• **SUPPLIED PASSAGE**
Conclusion firsts: the answer can be obtained by the algorithm described by the following C++ snippet:

vector<int> ans{K};
for (int n = 0; n < N; n++) {
  vector<int> nxt;
  for (int a : ans) {
    nxt.push_back(a / 2);
    nxt.push_back(a - a / 2);
  }
  ans = nxt;
}

(Proof) We consider the cases where \(K\) is divisible by \(2^N\) and where it is not.

1. When \(K\) is divisible by \(2^N\)

If \(K\) is divisible by \(2^N\), then we can set \(B\) to the sequence containing \(2^N\) copies of \(\frac{K}{2^N}\). Its imbalance is \(0\), which is minimum possible. One can assert that the algorithm above yields a sequence containing \(2^N\) copies of \(\frac{K}{2^N}\), so the algorithm is valid.

2. When \(K\) is not divisible by \(2^N\)

When \(K\) is not divisible by \(2^N\), then we cannot achieve an imbalance \(0\). That is, the imbalance is at least \(1\).
Conversely, one can prove that the algorithm above achieves an imbalance \(1\).
The proof is outlined as follows. In the algorithm above, the length of the sequence is doubled step-by-step: \(1, 2, \dots, 2^N\). This is the inverse procedure of that in the problem statement. In other words, the imbalance of the obtained sequence is the maximum difference between the maximum and minimum values of the elements in the ans assigned at any time in the procedure.

As a lemma, one can prove that the difference between the maximum and minimum values contained in ans is always \(1\) or less.
This lemma can be proved as follows. The case where the difference between the maximum and minimum values contained in ans is \(1\) or less always falls into one of the following three cases. The initial state satisfies A.

• A: (maximum value) = (minimum value).
• B: For some integer \(m\), (maximum value) \(= 2m+1\) and (minimum value) \(= 2m\).
• B: For some integer \(m\), (maximum value) \(= 2m\) and (minimum value) \(= 2m-1\).

Then one can prove that when you apply an operation to any of the states A, B, or C, the resulting state also satisfy one of A, B, and C. (We omit the proof here, but it can be shown with a casework. Notice that obtaining a / 2 and a - a / 2 from a is equivalent to finding \(\lfloor a/2 \rfloor\) and \(\lceil a/2 \rceil\) from \(a\).) Therefore, the lemma has been proved.

• **EXERCISE DIRECTIONS**
Switch "copies" to "instances" and restate the proof, everything from "(Proof) We consider" down to "2. When \(K\) is not divisible by \(2^N\)".

• **THE DATA**
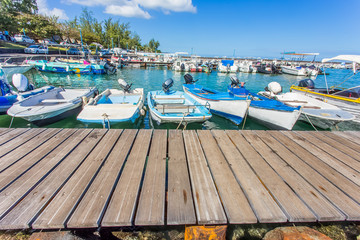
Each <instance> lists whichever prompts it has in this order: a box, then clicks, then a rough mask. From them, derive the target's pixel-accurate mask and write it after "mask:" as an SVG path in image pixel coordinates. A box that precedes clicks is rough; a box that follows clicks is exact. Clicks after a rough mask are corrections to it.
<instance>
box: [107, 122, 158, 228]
mask: <svg viewBox="0 0 360 240" xmlns="http://www.w3.org/2000/svg"><path fill="white" fill-rule="evenodd" d="M151 135H152V130H146V129H141V130H140V131H139V133H138V135H137V137H136V140H135V143H134V146H133V148H132V150H131V152H130V155H129V157H128V159H127V161H126V163H125V167H124V170H123V171H122V174H121V176H120V179H119V181H118V183H117V185H116V188H115V190H114V193H113V195H112V197H111V200H110V202H109V206H108V207H107V209H106V212H105V215H104V218H103V220H102V222H101V226H131V225H132V223H133V218H134V215H135V207H136V202H137V198H138V195H139V190H140V182H141V179H142V174H143V170H144V165H145V161H146V156H147V153H148V150H149V145H150V140H151Z"/></svg>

• **COMPLETED TASK**
(Proof) We consider the cases where \(K\) is divisible by \(2^N\) and where it is not.

1. When \(K\) is divisible by \(2^N\)

If \(K\) is divisible by \(2^N\), then we can set \(B\) to the sequence containing \(2^N\) instances of \(\frac{K}{2^N}\). Its imbalance is \(0\), which is minimum possible. One can assert that the algorithm above yields a sequence containing \(2^N\) instances of \(\frac{K}{2^N}\), so the algorithm is valid.

2. When \(K\) is not divisible by \(2^N\)